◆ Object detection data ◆
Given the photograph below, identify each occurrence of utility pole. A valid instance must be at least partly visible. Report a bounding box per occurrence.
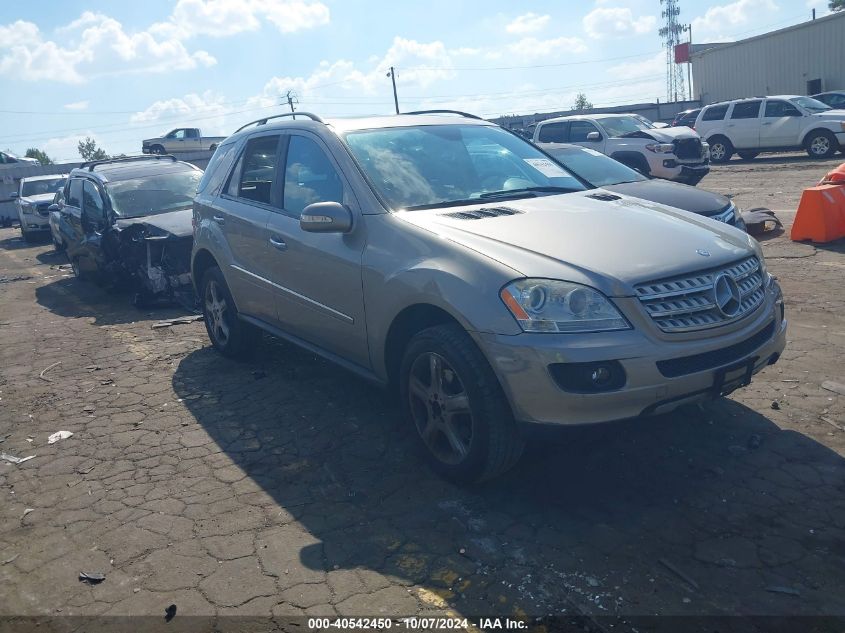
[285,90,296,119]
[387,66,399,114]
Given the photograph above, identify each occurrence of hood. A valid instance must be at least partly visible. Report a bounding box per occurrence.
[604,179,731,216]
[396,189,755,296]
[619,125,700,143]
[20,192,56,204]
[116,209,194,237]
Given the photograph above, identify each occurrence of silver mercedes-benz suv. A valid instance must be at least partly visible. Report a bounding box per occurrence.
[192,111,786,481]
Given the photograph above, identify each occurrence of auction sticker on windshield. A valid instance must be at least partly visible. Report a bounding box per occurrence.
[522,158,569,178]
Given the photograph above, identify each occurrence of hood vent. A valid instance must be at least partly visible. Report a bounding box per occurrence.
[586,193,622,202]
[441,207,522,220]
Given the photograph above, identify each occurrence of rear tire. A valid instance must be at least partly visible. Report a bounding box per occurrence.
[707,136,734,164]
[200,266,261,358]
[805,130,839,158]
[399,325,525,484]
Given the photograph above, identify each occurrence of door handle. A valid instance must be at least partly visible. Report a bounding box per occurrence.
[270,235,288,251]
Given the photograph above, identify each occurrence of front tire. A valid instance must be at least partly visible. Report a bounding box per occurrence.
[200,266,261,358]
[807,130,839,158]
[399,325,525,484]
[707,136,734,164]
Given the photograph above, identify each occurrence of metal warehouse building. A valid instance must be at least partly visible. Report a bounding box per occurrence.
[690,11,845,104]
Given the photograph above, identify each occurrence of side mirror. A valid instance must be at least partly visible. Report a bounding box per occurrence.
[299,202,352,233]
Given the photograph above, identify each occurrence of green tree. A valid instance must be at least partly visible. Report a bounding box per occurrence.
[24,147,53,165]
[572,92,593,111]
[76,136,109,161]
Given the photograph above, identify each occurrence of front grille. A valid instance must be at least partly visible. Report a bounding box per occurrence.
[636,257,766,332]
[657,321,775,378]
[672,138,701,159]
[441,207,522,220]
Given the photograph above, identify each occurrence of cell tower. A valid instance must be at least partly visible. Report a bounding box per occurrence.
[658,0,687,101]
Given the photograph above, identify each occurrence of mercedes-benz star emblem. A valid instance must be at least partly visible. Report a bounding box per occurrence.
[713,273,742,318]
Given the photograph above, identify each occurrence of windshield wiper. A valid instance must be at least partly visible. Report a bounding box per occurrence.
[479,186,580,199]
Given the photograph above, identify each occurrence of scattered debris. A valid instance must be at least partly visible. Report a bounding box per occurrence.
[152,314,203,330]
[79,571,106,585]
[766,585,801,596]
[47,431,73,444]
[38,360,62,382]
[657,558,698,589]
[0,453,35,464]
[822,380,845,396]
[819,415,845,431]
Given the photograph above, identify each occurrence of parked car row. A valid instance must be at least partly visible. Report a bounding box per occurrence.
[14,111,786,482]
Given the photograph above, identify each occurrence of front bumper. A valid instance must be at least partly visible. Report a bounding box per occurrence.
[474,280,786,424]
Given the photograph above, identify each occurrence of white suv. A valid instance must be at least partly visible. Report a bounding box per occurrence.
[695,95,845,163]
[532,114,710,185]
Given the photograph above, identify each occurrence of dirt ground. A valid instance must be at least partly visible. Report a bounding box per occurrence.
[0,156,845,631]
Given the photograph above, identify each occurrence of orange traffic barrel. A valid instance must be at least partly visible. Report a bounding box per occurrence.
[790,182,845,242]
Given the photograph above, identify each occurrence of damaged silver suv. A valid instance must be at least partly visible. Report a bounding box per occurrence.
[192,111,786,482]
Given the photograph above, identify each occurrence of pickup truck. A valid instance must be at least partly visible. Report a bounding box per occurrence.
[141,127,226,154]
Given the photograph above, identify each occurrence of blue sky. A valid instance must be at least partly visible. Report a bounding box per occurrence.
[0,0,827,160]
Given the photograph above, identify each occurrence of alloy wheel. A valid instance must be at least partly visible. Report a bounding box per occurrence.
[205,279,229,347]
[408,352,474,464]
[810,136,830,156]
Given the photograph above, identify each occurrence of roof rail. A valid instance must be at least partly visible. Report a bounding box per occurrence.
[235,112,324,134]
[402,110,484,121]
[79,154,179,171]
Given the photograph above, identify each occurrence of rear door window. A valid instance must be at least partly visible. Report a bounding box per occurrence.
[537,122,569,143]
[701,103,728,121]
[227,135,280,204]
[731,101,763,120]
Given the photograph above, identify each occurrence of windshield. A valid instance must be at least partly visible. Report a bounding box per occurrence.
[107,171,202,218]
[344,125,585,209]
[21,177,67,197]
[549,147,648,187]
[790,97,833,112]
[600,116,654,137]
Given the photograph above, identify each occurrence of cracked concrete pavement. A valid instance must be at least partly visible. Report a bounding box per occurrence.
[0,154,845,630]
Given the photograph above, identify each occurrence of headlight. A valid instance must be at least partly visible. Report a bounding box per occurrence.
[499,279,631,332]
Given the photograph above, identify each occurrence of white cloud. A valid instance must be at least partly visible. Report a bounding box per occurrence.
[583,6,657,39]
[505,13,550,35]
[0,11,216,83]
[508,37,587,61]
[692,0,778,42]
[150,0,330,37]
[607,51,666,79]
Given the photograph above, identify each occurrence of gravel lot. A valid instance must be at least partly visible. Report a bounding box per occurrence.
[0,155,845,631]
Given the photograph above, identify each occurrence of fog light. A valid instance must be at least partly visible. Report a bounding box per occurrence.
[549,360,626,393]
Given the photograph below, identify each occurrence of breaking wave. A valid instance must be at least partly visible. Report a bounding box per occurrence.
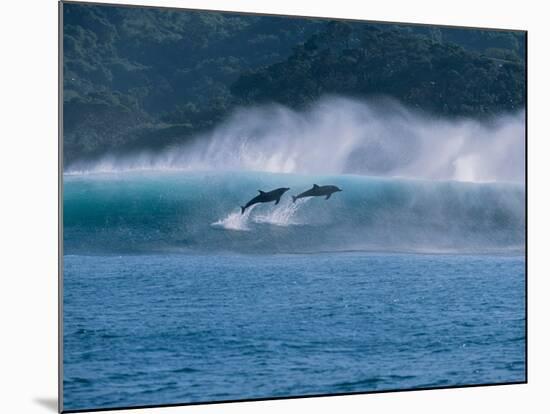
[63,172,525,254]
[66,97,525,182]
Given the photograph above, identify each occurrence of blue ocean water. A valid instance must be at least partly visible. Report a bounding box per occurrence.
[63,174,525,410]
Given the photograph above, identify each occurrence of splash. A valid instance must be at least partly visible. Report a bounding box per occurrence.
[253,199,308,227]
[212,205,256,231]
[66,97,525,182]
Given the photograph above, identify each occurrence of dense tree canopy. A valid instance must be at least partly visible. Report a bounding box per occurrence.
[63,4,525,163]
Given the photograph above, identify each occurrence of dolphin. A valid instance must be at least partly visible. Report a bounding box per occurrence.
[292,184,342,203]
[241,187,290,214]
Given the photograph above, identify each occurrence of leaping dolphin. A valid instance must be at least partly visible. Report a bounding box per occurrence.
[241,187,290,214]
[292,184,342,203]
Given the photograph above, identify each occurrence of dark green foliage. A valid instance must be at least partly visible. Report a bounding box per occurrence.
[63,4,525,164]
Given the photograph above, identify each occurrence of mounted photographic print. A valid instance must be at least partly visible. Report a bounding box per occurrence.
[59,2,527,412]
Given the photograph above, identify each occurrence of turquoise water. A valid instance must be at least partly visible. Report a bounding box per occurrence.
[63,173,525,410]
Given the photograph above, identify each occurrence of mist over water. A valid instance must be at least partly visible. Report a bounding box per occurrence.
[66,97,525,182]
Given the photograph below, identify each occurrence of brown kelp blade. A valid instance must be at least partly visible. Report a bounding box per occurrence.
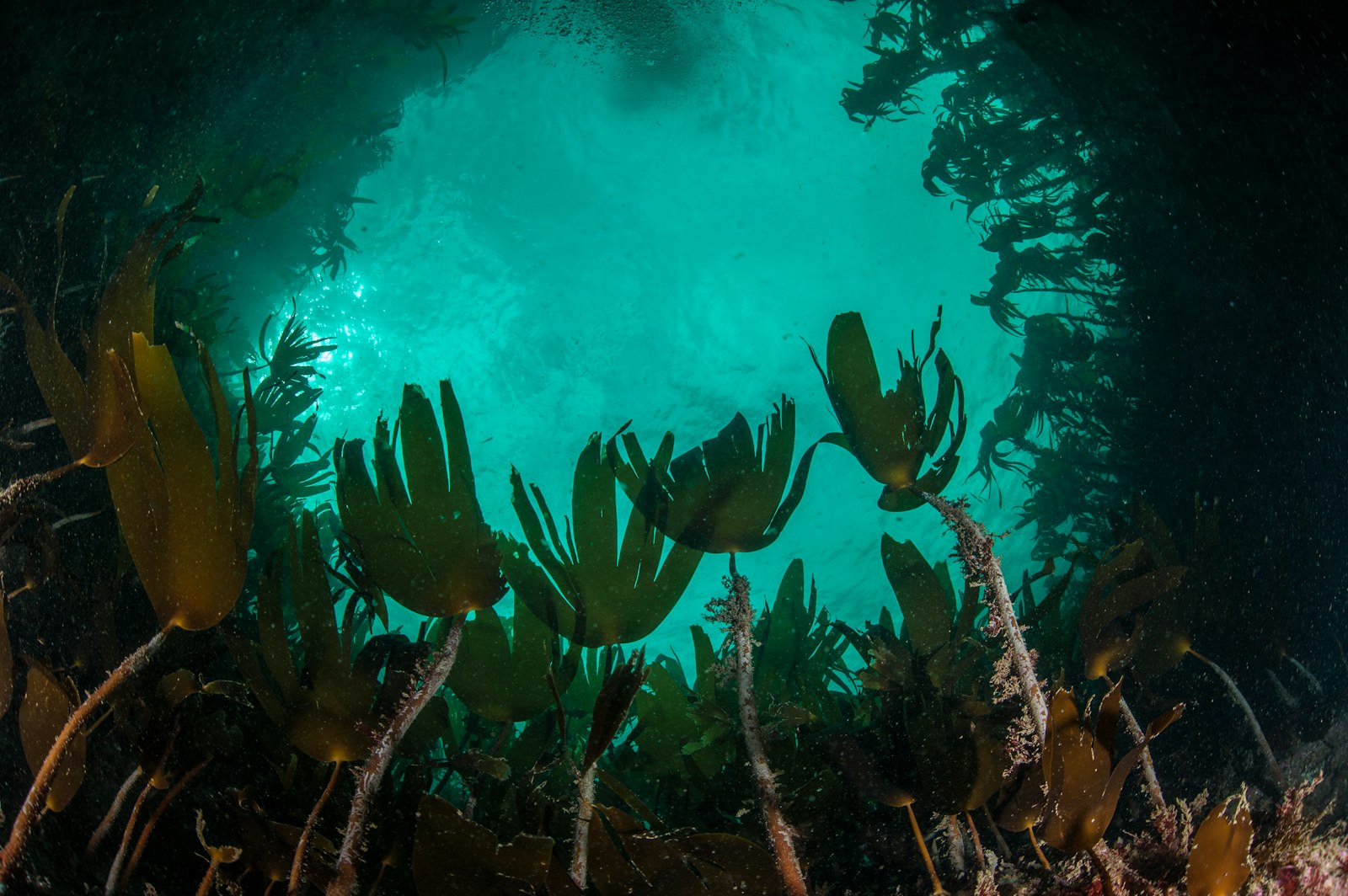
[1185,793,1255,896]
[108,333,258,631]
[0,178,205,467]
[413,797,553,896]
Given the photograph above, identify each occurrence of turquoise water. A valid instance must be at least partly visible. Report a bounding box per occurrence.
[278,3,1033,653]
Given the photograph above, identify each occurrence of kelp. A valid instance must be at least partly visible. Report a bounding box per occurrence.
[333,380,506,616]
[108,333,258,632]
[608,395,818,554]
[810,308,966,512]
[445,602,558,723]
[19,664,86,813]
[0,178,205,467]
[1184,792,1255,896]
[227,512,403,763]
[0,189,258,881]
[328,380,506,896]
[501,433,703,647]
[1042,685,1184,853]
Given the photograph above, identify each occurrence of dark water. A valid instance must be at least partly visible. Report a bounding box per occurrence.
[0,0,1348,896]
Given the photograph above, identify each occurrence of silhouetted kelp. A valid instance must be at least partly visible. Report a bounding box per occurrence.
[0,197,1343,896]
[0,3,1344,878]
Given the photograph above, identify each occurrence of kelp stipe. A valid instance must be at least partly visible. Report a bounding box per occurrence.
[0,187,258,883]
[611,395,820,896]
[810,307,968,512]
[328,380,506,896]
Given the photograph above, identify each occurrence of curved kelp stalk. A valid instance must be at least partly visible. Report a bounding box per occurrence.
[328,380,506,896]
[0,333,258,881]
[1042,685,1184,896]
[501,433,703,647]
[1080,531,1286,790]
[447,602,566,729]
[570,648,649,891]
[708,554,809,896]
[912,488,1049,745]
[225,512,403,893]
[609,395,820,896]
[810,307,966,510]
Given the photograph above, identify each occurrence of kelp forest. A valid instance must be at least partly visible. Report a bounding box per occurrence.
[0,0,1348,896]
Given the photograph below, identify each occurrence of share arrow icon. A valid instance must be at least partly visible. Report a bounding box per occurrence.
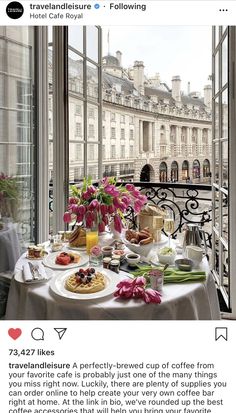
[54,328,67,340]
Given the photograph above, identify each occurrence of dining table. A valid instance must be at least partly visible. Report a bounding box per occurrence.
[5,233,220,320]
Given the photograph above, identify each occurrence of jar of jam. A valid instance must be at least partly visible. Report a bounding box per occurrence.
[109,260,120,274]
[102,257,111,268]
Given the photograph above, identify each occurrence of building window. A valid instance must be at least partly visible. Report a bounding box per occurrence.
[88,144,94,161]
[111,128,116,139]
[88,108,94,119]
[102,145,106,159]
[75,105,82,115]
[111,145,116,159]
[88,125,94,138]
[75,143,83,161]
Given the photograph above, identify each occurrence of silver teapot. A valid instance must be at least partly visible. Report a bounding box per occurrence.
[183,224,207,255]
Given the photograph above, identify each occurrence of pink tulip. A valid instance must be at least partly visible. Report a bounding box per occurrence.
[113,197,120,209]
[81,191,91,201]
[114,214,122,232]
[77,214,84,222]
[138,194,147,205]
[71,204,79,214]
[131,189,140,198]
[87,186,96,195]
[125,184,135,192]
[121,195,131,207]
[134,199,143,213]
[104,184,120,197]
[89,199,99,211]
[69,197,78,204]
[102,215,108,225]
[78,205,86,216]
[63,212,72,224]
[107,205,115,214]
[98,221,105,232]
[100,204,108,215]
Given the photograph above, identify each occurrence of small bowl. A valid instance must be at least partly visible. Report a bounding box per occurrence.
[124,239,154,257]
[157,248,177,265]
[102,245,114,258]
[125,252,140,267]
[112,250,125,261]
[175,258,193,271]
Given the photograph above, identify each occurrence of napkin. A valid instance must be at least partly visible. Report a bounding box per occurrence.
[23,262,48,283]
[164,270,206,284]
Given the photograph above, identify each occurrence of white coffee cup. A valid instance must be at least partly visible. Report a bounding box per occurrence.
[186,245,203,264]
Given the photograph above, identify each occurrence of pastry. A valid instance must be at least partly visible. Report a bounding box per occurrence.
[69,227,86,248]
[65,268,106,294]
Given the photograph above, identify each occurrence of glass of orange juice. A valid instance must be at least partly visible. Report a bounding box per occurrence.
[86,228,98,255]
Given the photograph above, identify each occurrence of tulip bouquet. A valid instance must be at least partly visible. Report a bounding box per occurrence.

◆ REQUIRED WORK ◆
Rewrite the lines of the listing starting at the one containing "Given the photograph above, identify each occurrence of gravel" and ending at the one containing "[63,174,525,410]", swapping "photograph" for "image" and changing nothing else. Give only those lines, and omit the pictures.

◆ RIGHT ANSWER ◆
Given the image above, identify each occurrence of gravel lot. A valid instance must be at least partly visible. Report a bounding box per occurrence.
[0,155,845,631]
Given the image above, identify each occurrence of fog light. A valid instance must be at least partly visible. Report a bounding box per occurrence.
[549,360,626,393]
Given the image below, identify each occurrence of breaking wave. A valid instance must be at least partly visible. Report a bounding box per occurrence.
[63,172,525,254]
[66,97,525,182]
Given the image above, identify each occurrence of blue ocean water. A valid instance must be at least partly visible. Report a bounding box per occurrence.
[63,174,525,410]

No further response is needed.